┌─ EXCERPTED DATA

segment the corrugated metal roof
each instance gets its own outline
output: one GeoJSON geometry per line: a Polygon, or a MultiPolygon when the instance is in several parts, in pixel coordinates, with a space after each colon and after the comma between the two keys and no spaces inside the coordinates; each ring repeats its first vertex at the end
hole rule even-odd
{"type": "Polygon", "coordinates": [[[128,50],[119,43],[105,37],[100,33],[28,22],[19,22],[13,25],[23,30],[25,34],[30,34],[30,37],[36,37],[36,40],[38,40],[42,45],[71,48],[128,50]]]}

└─
┌─ EXCERPTED DATA

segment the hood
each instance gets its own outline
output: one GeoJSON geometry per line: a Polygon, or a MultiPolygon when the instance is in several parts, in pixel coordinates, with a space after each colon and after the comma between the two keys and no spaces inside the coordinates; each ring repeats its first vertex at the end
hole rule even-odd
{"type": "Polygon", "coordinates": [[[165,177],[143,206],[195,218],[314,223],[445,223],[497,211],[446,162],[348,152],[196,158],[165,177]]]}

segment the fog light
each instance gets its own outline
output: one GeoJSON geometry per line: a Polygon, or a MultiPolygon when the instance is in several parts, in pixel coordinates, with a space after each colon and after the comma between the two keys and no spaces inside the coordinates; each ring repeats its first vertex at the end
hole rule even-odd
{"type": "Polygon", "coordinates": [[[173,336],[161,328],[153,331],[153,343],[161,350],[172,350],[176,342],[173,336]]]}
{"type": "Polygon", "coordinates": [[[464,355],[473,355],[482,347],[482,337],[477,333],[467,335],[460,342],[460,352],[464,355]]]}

└─
┌─ EXCERPTED DATA

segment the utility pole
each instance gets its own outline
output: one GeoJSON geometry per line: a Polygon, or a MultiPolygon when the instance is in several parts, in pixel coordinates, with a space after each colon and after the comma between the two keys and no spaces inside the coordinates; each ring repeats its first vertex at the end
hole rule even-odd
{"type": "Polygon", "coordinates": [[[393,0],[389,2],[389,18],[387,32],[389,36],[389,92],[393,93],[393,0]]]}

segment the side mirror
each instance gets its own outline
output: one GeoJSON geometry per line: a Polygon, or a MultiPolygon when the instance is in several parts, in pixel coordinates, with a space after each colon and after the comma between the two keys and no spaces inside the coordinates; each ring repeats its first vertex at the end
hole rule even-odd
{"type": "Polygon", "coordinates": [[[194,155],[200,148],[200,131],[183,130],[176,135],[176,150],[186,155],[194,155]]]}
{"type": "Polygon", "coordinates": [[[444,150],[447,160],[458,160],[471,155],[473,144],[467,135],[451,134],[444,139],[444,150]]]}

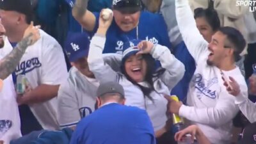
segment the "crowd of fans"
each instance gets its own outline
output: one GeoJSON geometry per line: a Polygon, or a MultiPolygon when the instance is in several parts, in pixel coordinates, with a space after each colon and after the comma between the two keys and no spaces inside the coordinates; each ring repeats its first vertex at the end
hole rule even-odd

└─

**TASK TO COMPLETE:** Collect every line of the data above that contains the string "segment", copying each one in full.

**FINAL RESULT:**
segment the corrugated metal roof
segment the hood
segment the fog light
segment the utility pole
segment the side mirror
segment the "crowd of fans"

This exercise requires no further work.